[Dataset entries]
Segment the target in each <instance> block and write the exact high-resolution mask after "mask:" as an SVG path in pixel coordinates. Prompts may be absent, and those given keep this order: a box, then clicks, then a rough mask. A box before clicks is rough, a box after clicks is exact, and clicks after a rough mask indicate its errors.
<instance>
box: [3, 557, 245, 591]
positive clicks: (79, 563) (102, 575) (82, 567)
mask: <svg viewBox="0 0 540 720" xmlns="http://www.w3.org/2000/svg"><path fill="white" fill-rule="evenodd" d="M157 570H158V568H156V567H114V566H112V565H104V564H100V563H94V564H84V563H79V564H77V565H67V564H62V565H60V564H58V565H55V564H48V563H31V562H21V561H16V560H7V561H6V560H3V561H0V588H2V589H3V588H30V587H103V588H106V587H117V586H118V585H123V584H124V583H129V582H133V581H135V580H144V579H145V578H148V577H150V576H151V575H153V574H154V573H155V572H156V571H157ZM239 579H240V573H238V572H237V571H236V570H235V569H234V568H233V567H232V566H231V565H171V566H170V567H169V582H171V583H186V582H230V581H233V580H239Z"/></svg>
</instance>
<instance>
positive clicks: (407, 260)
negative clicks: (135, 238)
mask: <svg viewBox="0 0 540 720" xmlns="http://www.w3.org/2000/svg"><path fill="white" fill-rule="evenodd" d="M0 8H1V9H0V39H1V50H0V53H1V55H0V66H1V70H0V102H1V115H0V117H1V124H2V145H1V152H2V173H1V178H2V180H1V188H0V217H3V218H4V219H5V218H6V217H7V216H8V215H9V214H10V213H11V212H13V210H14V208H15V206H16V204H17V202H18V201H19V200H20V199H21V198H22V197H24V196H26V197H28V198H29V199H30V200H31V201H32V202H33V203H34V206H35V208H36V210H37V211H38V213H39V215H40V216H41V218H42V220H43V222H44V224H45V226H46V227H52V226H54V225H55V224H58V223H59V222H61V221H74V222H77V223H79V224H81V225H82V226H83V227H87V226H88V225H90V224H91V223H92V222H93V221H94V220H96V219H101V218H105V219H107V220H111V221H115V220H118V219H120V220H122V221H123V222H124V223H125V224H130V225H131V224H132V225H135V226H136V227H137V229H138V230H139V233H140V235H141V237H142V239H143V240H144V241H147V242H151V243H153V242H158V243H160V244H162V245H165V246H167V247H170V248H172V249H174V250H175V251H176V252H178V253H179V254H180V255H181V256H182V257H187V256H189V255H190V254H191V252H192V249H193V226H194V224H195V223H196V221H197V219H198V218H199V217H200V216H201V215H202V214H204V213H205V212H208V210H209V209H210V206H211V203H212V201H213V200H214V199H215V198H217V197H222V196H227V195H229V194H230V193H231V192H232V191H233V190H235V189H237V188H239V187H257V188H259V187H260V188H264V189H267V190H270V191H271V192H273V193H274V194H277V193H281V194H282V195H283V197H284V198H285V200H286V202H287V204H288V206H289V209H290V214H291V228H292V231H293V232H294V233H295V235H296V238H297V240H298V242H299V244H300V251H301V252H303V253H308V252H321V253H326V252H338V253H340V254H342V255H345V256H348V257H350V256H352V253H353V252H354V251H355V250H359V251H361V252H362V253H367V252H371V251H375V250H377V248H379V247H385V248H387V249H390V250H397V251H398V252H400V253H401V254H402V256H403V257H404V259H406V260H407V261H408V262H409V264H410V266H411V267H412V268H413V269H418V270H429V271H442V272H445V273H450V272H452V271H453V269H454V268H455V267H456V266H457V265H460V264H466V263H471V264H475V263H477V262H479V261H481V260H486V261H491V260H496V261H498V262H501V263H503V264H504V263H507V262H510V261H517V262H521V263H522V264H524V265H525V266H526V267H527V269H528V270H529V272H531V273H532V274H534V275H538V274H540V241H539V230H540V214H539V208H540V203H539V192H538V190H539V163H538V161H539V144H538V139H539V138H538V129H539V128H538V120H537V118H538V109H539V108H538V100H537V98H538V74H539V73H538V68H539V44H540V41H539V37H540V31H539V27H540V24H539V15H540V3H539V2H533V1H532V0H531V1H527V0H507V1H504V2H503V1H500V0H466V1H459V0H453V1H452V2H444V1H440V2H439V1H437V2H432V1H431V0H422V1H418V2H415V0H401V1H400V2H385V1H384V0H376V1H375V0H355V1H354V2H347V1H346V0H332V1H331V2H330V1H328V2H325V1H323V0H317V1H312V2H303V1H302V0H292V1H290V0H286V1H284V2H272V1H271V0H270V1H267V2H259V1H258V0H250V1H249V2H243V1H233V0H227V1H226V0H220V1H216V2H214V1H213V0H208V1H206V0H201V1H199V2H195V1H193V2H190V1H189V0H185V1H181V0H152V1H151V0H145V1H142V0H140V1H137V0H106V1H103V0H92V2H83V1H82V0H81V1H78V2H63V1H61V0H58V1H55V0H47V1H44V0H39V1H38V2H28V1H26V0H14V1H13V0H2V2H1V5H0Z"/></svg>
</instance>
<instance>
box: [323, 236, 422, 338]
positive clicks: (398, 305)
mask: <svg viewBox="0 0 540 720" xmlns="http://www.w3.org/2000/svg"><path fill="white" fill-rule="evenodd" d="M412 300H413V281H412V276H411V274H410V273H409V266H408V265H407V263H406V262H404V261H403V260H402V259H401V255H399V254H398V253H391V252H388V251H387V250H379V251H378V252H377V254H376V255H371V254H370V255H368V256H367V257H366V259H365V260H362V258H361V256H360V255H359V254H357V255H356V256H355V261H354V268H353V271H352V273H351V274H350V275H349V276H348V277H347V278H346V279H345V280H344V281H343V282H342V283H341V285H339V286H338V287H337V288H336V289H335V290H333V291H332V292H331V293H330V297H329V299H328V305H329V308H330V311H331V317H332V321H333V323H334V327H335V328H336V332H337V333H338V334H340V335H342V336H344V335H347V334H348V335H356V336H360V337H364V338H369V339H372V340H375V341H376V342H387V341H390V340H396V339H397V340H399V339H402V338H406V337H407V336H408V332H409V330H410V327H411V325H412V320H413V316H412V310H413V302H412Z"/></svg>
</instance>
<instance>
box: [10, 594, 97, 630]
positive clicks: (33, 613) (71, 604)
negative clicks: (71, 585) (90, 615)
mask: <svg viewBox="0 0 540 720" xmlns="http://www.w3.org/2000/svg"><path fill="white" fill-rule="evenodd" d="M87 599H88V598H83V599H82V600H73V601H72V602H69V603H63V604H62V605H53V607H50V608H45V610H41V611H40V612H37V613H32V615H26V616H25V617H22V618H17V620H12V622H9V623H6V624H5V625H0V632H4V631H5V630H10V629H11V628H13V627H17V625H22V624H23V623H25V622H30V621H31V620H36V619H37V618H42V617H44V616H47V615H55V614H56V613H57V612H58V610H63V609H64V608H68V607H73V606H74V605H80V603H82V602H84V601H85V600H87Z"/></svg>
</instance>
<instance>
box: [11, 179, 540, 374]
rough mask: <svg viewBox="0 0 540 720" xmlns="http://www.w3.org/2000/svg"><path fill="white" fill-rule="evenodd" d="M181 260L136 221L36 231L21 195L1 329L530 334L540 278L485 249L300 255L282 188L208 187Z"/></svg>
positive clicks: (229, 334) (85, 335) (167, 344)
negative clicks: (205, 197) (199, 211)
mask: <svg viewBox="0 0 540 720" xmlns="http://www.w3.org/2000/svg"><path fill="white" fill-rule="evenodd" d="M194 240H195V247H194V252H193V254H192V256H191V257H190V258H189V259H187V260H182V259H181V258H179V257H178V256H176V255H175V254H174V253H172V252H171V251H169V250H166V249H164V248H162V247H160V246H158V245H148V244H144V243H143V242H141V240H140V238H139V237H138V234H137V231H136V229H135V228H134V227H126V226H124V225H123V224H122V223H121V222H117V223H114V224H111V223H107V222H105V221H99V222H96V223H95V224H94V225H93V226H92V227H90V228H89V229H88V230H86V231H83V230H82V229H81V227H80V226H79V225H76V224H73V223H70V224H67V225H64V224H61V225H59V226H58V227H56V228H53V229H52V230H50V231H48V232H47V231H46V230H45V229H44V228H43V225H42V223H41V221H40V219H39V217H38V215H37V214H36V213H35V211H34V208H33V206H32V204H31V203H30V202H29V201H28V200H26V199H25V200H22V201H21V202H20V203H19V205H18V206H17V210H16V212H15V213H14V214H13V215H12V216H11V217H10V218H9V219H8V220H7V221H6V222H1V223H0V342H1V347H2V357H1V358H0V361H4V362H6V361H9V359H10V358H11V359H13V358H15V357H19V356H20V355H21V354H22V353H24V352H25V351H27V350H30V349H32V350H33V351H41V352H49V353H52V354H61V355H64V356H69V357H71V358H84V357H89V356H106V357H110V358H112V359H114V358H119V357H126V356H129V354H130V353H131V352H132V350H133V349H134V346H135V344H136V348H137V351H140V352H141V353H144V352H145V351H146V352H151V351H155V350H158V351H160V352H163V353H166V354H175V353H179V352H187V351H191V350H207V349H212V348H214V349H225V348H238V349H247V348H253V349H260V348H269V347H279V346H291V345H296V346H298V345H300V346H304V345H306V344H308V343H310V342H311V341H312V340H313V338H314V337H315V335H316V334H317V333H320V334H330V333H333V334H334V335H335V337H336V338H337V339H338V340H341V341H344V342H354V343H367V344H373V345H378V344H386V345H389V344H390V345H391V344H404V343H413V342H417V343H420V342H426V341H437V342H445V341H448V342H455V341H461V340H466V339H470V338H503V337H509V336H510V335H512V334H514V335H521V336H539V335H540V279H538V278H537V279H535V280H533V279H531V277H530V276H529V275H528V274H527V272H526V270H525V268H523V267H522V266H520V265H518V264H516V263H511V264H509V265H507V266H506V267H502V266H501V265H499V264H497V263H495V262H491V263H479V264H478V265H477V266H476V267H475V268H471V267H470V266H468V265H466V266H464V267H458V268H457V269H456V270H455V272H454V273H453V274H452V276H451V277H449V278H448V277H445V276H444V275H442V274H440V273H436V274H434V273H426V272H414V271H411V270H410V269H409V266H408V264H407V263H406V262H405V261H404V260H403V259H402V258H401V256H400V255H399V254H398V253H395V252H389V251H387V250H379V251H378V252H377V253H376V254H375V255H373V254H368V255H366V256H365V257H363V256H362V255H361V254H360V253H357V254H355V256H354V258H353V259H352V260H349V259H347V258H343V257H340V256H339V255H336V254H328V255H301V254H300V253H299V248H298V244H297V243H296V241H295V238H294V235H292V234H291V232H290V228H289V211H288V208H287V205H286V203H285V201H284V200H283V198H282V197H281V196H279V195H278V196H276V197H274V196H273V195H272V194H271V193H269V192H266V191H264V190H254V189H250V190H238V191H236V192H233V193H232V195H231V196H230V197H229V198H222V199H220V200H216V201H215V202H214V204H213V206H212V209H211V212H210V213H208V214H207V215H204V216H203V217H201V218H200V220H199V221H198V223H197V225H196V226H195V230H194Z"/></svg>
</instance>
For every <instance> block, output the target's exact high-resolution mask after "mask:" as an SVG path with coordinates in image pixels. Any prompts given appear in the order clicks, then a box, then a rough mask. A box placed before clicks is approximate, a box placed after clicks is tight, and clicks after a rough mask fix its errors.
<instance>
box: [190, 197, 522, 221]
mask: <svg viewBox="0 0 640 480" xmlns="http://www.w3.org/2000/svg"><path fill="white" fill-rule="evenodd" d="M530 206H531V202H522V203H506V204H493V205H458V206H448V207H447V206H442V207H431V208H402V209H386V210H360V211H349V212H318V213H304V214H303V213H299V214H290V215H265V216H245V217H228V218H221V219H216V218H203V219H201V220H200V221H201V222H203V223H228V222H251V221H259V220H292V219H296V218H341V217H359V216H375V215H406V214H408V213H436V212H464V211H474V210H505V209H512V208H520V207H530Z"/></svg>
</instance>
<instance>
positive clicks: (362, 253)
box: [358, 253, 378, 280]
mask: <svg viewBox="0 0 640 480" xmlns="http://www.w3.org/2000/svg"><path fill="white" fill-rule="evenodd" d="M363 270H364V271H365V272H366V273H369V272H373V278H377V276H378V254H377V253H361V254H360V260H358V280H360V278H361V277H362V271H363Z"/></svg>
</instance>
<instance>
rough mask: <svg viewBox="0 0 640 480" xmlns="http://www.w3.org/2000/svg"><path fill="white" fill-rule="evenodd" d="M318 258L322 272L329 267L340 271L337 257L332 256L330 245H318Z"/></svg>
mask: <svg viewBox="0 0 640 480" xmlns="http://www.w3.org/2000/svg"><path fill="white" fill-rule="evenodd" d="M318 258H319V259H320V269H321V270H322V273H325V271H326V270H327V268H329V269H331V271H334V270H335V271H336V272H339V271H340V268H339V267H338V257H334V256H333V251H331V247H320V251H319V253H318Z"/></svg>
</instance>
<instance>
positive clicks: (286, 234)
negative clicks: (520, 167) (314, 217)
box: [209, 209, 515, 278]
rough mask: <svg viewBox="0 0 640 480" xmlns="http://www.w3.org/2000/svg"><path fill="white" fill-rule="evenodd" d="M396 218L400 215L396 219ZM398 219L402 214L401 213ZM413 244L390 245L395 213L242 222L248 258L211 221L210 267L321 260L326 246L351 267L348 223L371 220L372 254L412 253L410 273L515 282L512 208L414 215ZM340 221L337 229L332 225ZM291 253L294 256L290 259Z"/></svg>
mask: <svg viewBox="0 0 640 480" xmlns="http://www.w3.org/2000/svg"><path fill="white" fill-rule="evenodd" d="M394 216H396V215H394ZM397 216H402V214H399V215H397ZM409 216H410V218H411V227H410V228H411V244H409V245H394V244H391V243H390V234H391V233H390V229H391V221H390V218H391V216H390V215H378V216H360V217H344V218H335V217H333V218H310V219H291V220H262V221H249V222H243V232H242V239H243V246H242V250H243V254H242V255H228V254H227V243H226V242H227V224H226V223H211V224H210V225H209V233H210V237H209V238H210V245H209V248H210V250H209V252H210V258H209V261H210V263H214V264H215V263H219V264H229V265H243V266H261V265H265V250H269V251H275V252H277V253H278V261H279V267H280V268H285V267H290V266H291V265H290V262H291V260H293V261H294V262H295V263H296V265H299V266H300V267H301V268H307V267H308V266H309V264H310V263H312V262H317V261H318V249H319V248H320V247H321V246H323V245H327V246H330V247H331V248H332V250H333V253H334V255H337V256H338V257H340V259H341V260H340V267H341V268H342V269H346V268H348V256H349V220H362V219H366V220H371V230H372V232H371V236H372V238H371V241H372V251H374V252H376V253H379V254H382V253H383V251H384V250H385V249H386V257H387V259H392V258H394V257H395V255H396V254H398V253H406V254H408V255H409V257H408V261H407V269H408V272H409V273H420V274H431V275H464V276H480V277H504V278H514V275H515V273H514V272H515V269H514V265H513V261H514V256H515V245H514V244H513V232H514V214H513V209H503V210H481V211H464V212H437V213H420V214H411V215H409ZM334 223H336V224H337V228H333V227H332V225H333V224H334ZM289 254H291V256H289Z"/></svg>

Exercise details
When you reach the line with "260L136 221L36 231L21" in the records above, start writing out lines exactly, and stop once the line with "positive clicks: (229, 334)" has been written; include nothing else.

Response to this exercise
rough mask: <svg viewBox="0 0 540 720" xmlns="http://www.w3.org/2000/svg"><path fill="white" fill-rule="evenodd" d="M181 260L136 221L36 231L21 195L1 329L530 334L540 278L485 249L300 255L282 188L208 187Z"/></svg>
positive clicks: (229, 334) (85, 335) (167, 344)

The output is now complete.